▶ **RECORDED DATA**
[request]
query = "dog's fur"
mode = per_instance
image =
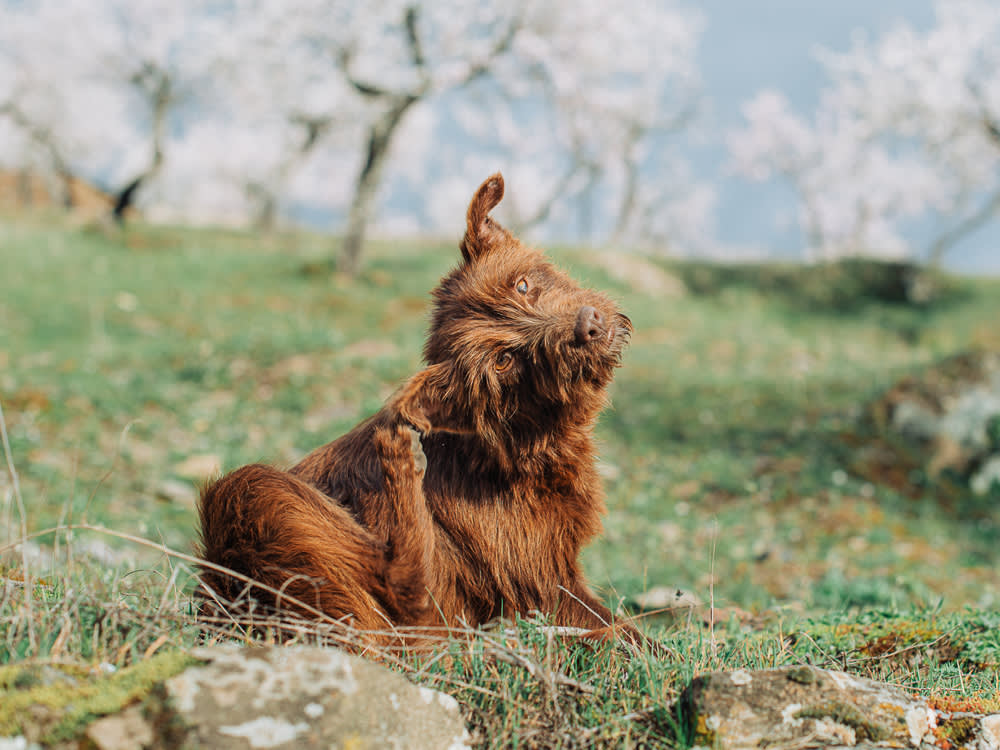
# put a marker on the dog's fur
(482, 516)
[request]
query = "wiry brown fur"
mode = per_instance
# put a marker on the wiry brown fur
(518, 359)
--
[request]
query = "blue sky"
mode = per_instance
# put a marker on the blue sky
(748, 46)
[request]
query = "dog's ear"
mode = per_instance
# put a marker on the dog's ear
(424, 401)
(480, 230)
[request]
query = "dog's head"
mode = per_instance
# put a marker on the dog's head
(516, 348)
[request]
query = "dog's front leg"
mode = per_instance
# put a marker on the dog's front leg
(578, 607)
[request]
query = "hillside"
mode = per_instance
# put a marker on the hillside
==
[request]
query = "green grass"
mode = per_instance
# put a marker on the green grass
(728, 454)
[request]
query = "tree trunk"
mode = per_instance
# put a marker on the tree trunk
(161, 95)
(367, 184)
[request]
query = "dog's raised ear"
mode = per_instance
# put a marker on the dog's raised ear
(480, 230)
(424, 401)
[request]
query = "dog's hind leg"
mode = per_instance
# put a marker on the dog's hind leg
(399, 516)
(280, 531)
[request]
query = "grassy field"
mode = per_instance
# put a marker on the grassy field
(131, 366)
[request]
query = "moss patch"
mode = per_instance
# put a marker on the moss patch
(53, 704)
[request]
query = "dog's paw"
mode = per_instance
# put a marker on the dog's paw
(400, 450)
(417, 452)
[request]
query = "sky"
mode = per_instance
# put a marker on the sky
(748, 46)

▶ **EXERCISE DIRECTIONS**
Report how many lines in the entries above contain the string "trunk", counting case as significant. Give only the number.

▶ **TASK OUTPUT**
2